▸ **Text under study**
Content starts
Zhang gave himself up and went back to the labour camp where the ratio of death – one third of the inmates – was actually less than among the general population.

Zhang Xianliang’s story of camp life is told in his book, ‘My Bodhi Tree’, which was first published in English in 1996, and is the sequel to ‘Grass Soup’. Shakyamuni, the historical Buddha, achieved enlightenment while meditating under a bodhi tree and Zhang considers his time in Chinese labour reform camps as his bodhi tree.

I first came upon Zhang’s name in April 1992 in a ‘Guardian’ interview and was fascinated by a statement he made about each of our relationships with the society we live in. He said: “Every thinking person has a choice of three different relationships with the society and politics of his or her country: to participate, to flee, or to transcend.”
Content ends
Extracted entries
Content starts
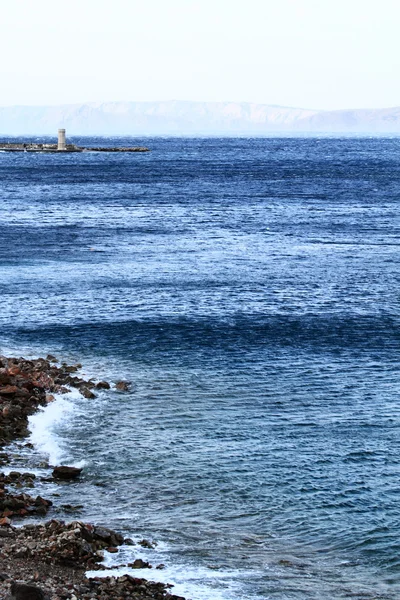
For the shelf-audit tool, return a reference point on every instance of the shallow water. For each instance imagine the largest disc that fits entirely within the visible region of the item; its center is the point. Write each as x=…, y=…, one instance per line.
x=249, y=289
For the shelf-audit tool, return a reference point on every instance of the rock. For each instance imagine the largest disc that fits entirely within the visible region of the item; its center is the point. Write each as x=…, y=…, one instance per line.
x=139, y=564
x=66, y=473
x=87, y=393
x=123, y=386
x=8, y=390
x=103, y=385
x=147, y=544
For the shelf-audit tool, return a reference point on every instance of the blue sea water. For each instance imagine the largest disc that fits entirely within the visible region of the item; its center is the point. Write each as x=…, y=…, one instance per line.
x=249, y=290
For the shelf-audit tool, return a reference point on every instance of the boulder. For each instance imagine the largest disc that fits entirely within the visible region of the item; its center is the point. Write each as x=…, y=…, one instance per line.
x=122, y=386
x=66, y=473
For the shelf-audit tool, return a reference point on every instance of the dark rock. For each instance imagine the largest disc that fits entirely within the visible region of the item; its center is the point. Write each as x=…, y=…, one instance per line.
x=64, y=472
x=147, y=544
x=123, y=386
x=139, y=564
x=87, y=393
x=103, y=385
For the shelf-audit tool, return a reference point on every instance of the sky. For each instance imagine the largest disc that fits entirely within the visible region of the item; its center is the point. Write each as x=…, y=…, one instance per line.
x=321, y=54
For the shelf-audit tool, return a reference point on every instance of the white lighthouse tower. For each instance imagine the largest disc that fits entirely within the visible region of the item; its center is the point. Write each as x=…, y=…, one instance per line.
x=61, y=140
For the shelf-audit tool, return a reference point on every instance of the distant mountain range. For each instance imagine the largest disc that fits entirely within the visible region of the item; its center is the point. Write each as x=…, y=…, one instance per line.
x=191, y=118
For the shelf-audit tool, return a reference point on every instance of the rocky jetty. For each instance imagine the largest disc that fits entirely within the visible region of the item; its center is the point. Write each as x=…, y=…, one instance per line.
x=49, y=559
x=36, y=147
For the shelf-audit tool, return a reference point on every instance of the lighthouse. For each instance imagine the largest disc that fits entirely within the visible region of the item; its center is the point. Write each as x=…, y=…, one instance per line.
x=61, y=140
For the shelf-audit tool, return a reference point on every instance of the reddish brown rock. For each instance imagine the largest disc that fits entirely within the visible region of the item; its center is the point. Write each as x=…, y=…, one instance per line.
x=8, y=390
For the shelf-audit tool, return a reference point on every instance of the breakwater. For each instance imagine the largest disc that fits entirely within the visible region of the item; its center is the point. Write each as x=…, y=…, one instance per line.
x=35, y=147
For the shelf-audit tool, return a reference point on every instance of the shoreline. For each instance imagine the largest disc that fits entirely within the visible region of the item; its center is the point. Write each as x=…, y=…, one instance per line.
x=52, y=554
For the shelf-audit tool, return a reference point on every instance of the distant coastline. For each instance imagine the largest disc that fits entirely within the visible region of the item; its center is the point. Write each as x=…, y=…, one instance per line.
x=194, y=119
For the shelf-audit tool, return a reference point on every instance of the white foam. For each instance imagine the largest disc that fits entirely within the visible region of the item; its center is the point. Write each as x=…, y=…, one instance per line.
x=43, y=426
x=190, y=581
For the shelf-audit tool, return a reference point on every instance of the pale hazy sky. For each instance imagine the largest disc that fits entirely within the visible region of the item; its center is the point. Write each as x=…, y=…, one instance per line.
x=306, y=53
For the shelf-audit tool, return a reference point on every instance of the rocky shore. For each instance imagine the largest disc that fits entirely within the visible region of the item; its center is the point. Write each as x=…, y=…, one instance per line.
x=50, y=557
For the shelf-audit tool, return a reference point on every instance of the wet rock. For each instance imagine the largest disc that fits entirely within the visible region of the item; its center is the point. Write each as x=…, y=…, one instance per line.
x=123, y=386
x=66, y=473
x=139, y=564
x=147, y=544
x=103, y=385
x=87, y=393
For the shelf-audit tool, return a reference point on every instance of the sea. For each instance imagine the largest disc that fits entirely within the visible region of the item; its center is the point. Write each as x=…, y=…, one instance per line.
x=249, y=290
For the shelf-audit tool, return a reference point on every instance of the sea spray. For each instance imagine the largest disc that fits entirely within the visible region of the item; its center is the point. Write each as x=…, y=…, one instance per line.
x=44, y=426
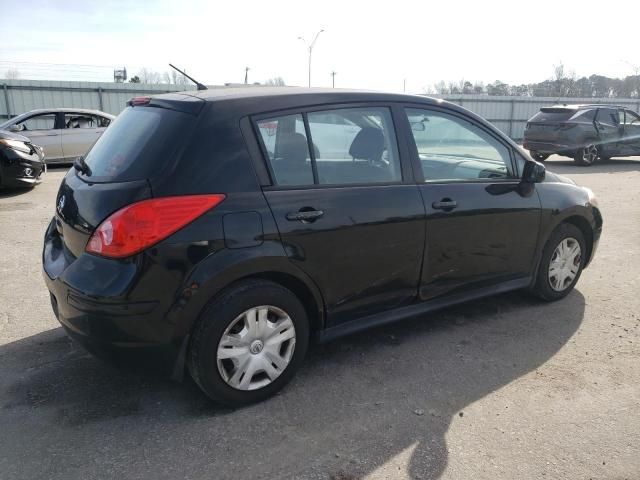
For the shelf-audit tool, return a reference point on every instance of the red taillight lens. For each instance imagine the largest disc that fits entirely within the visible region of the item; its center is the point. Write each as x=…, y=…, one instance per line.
x=140, y=225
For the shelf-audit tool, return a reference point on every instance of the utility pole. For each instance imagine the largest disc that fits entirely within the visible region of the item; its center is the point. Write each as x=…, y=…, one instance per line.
x=310, y=48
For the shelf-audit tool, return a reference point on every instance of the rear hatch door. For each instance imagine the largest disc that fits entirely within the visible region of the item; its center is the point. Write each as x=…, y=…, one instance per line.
x=143, y=141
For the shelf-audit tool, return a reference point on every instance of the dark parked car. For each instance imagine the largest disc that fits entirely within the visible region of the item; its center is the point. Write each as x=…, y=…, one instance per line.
x=21, y=162
x=222, y=230
x=583, y=132
x=63, y=133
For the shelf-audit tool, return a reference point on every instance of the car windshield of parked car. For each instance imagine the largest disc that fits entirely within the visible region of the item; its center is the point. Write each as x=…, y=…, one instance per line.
x=350, y=146
x=451, y=148
x=138, y=143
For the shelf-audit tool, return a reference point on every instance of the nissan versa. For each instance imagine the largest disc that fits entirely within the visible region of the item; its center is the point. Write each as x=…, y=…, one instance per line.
x=219, y=231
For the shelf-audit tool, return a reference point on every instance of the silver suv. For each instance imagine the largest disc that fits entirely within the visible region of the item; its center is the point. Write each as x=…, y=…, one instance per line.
x=64, y=133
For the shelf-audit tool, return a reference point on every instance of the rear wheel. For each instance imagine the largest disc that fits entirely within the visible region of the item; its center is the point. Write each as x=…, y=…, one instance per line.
x=540, y=157
x=249, y=343
x=561, y=264
x=586, y=156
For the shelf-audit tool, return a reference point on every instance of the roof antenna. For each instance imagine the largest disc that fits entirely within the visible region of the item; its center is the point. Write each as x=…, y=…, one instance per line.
x=198, y=84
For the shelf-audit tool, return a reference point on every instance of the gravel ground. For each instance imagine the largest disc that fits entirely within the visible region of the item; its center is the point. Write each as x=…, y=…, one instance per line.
x=501, y=388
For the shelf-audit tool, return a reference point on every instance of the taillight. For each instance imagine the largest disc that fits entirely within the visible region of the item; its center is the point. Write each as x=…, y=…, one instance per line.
x=140, y=225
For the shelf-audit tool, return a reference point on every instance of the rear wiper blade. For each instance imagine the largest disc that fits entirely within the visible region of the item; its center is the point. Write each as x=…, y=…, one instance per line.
x=80, y=165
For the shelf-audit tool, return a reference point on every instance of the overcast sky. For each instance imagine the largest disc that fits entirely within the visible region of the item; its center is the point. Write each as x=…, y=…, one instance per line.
x=369, y=44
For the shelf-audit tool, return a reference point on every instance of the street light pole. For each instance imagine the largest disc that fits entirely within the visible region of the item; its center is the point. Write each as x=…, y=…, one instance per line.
x=310, y=48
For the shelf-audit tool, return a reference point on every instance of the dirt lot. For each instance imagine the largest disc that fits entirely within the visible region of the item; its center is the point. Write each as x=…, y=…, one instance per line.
x=502, y=388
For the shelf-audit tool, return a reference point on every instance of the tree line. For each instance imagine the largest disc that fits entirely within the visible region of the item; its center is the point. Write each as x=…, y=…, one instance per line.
x=561, y=84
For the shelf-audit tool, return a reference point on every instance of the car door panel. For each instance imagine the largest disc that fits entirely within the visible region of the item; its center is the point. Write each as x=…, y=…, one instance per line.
x=481, y=225
x=364, y=252
x=490, y=236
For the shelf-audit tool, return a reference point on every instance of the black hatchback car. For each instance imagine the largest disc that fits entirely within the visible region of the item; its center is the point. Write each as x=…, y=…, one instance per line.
x=585, y=133
x=220, y=231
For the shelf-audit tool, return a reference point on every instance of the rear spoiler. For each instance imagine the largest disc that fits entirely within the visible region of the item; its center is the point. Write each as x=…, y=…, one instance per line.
x=173, y=101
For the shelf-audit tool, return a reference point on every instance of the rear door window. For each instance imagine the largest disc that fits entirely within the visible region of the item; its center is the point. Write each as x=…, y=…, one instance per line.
x=39, y=122
x=138, y=144
x=349, y=146
x=453, y=149
x=354, y=146
x=80, y=120
x=287, y=149
x=607, y=116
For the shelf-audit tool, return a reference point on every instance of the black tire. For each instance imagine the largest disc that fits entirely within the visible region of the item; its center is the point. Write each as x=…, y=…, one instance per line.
x=542, y=287
x=539, y=157
x=586, y=156
x=202, y=358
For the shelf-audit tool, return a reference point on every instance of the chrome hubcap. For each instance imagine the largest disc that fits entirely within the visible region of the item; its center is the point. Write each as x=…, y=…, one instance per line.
x=256, y=348
x=565, y=264
x=590, y=154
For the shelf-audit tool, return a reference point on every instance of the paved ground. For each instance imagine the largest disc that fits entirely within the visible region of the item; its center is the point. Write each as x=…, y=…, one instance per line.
x=502, y=388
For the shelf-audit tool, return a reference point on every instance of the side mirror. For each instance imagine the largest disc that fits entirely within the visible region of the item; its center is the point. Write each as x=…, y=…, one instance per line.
x=534, y=172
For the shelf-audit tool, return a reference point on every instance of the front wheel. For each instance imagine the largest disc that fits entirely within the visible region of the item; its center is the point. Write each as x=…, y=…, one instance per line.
x=586, y=156
x=561, y=264
x=540, y=157
x=248, y=343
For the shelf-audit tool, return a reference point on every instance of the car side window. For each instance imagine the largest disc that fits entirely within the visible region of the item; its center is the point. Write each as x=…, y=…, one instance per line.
x=103, y=121
x=453, y=149
x=354, y=146
x=607, y=116
x=76, y=120
x=287, y=149
x=39, y=122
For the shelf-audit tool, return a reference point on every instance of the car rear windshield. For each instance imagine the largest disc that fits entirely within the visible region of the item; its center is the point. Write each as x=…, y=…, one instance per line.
x=551, y=114
x=138, y=144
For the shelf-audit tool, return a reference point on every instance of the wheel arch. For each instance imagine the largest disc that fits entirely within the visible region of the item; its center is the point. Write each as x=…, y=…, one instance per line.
x=585, y=227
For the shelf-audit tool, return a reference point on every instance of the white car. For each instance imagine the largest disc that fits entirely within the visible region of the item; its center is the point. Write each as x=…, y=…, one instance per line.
x=64, y=133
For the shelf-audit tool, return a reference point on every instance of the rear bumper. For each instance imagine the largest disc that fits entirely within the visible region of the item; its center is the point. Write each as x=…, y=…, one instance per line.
x=131, y=334
x=117, y=338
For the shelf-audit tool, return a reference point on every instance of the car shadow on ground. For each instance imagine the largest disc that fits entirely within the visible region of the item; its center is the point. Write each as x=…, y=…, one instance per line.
x=568, y=166
x=356, y=404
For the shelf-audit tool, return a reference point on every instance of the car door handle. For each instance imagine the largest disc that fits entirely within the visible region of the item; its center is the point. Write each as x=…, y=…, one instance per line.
x=304, y=215
x=445, y=204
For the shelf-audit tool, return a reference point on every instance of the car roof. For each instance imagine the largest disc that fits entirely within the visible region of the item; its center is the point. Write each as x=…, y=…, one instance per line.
x=585, y=105
x=252, y=100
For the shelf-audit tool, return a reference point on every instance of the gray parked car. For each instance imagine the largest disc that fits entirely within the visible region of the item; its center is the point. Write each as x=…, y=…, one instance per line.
x=583, y=132
x=64, y=133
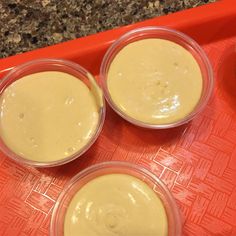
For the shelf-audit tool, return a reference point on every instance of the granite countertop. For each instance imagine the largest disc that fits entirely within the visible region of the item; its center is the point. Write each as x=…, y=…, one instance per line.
x=26, y=25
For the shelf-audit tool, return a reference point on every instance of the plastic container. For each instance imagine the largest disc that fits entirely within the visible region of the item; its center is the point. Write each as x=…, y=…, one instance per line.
x=58, y=214
x=167, y=34
x=49, y=65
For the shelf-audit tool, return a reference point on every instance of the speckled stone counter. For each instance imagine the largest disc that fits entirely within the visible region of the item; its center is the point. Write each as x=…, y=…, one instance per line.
x=26, y=25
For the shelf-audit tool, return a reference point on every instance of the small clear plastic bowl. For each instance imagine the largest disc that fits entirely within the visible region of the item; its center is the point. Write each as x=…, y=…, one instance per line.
x=167, y=34
x=41, y=65
x=115, y=167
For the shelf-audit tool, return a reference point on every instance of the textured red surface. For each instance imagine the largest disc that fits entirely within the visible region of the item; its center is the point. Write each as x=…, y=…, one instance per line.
x=196, y=161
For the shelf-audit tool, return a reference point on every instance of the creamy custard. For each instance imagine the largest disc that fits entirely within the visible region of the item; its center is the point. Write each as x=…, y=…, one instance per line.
x=48, y=116
x=155, y=81
x=115, y=205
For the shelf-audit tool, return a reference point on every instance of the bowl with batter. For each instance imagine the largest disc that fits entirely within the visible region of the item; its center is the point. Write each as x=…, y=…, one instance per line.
x=156, y=77
x=52, y=111
x=115, y=199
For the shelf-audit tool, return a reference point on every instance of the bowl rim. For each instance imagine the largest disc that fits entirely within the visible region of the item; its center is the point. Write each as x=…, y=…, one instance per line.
x=50, y=62
x=165, y=192
x=166, y=31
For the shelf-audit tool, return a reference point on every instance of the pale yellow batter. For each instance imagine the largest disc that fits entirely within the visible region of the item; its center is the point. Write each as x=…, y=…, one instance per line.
x=48, y=116
x=116, y=205
x=155, y=81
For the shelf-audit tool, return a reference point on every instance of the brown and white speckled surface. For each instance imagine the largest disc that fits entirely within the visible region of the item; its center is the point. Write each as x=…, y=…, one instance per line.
x=26, y=25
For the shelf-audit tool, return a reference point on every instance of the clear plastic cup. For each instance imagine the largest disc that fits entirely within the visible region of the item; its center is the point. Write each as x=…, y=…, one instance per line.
x=115, y=167
x=42, y=65
x=167, y=34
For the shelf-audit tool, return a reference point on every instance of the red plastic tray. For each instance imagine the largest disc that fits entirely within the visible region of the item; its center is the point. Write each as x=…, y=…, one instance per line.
x=196, y=161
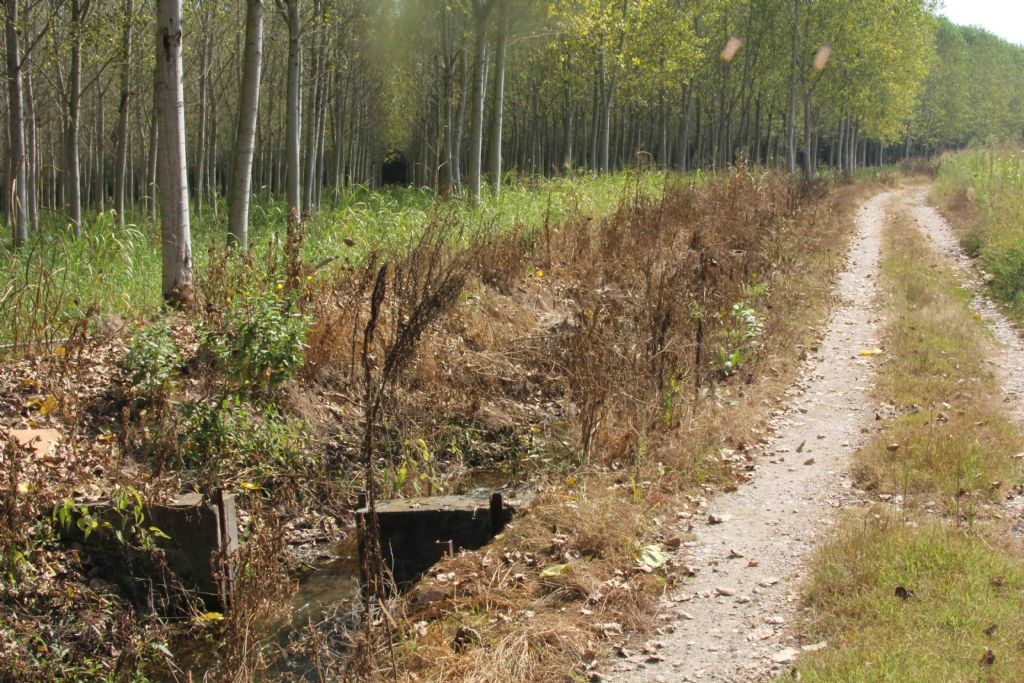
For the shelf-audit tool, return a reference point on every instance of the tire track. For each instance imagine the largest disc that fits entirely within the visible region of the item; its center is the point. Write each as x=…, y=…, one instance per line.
x=730, y=622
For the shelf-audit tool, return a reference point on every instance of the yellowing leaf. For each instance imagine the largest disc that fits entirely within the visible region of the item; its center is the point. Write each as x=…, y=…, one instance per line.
x=556, y=569
x=48, y=404
x=651, y=556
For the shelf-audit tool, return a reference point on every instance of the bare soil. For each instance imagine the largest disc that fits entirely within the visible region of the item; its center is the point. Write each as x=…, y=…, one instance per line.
x=731, y=622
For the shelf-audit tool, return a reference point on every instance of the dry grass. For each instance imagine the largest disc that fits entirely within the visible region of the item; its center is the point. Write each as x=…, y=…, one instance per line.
x=580, y=357
x=900, y=595
x=954, y=440
x=614, y=298
x=967, y=591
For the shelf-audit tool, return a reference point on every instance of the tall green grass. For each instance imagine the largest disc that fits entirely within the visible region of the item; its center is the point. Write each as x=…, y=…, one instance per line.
x=55, y=279
x=992, y=181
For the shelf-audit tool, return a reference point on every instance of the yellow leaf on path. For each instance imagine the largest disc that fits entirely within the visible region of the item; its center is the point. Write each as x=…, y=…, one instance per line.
x=48, y=406
x=556, y=569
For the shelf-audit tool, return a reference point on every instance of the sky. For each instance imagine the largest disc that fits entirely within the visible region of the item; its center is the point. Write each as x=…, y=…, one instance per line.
x=1004, y=17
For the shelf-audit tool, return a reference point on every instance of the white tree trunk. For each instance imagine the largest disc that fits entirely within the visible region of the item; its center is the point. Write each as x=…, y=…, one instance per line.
x=15, y=121
x=175, y=236
x=294, y=126
x=121, y=169
x=495, y=170
x=245, y=140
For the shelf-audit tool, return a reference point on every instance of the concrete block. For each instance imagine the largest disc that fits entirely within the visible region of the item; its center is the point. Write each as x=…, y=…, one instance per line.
x=416, y=532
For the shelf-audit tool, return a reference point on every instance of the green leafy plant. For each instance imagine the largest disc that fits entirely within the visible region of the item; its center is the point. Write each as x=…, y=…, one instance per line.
x=231, y=433
x=740, y=331
x=261, y=339
x=128, y=526
x=417, y=470
x=153, y=359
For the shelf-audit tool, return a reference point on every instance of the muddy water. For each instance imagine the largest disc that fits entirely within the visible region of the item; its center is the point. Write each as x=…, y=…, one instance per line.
x=328, y=595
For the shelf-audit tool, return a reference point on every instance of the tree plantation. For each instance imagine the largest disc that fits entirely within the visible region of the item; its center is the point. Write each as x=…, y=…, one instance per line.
x=510, y=341
x=307, y=98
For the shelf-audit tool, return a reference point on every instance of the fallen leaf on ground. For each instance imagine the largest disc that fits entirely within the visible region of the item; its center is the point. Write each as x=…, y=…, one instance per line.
x=556, y=569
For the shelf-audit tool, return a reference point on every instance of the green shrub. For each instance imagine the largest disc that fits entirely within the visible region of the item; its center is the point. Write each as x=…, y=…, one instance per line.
x=153, y=359
x=261, y=339
x=230, y=434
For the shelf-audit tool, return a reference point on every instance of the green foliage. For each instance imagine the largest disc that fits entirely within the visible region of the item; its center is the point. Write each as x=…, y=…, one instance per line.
x=965, y=596
x=989, y=182
x=231, y=435
x=153, y=358
x=260, y=339
x=128, y=528
x=740, y=331
x=50, y=284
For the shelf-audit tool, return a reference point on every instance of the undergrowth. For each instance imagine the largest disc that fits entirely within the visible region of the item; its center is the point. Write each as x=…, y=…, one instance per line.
x=612, y=360
x=945, y=435
x=956, y=617
x=897, y=594
x=983, y=189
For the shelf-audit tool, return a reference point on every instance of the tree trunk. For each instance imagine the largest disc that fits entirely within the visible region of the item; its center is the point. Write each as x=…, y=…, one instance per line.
x=498, y=103
x=154, y=151
x=245, y=139
x=100, y=154
x=480, y=11
x=122, y=145
x=808, y=137
x=293, y=134
x=174, y=228
x=74, y=197
x=17, y=197
x=33, y=172
x=202, y=163
x=791, y=123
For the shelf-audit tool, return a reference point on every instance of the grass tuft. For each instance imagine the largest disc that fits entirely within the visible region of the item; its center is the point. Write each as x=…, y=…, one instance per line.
x=953, y=438
x=966, y=598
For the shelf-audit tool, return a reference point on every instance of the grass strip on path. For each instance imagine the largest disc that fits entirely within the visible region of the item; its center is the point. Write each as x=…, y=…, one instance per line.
x=904, y=596
x=945, y=436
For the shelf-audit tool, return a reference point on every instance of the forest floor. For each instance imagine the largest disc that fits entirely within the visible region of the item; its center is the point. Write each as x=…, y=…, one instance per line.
x=742, y=615
x=720, y=535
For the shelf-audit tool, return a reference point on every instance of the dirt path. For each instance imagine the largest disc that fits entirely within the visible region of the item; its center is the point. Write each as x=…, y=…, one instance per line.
x=1008, y=355
x=730, y=622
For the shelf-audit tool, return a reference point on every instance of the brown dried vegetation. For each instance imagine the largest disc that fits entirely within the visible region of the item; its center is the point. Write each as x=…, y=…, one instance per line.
x=584, y=358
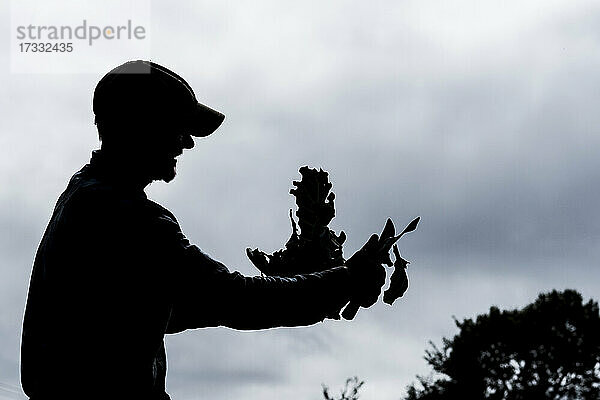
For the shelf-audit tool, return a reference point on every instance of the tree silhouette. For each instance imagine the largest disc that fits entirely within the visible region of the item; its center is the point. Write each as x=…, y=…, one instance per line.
x=548, y=350
x=350, y=391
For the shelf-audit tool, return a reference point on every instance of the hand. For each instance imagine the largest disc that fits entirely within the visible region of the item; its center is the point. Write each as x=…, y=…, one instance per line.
x=367, y=272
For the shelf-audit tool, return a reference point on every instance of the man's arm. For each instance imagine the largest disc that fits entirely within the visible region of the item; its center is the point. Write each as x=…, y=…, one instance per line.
x=206, y=293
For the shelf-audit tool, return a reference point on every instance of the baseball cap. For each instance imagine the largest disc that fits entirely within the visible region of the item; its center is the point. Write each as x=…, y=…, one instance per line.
x=143, y=89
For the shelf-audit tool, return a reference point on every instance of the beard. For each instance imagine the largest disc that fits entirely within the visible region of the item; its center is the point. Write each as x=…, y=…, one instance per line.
x=165, y=170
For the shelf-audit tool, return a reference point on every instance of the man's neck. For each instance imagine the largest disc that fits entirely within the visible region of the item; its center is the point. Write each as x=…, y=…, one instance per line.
x=124, y=167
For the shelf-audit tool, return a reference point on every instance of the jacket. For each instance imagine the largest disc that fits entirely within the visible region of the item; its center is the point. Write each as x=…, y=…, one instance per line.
x=114, y=273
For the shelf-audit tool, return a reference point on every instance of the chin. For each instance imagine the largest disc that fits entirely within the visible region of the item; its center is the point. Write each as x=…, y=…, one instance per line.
x=166, y=173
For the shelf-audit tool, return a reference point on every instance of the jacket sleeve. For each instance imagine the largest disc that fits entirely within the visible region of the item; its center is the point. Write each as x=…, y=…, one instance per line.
x=206, y=293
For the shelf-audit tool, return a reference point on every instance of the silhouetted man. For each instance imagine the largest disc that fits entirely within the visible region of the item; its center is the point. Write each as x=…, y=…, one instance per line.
x=114, y=273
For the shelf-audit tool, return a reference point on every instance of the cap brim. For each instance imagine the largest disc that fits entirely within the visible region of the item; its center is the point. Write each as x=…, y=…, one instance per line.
x=204, y=120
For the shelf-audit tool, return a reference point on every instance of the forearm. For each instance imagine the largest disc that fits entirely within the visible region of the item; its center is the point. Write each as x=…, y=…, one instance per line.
x=213, y=296
x=266, y=302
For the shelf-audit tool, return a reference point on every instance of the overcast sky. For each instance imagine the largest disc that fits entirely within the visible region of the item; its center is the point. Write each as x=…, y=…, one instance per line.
x=480, y=116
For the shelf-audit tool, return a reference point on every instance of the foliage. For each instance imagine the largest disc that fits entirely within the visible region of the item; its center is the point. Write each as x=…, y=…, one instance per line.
x=350, y=391
x=548, y=350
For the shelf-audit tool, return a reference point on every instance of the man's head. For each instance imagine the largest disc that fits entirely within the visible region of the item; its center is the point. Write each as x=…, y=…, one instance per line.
x=148, y=115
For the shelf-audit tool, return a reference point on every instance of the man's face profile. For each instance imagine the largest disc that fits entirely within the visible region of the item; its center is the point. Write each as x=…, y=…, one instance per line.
x=165, y=140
Content ends
▸ **To do**
Can you repeat everything in the Zhang Xianliang passage from "Zhang gave himself" down to "his bodhi tree.", word for word? Rely only on the Zhang Xianliang passage, not on the entries.

▸ **Output of the exercise**
Zhang gave himself up and went back to the labour camp where the ratio of death – one third of the inmates – was actually less than among the general population.

Zhang Xianliang’s story of camp life is told in his book, ‘My Bodhi Tree’, which was first published in English in 1996, and is the sequel to ‘Grass Soup’. Shakyamuni, the historical Buddha, achieved enlightenment while meditating under a bodhi tree and Zhang considers his time in Chinese labour reform camps as his bodhi tree.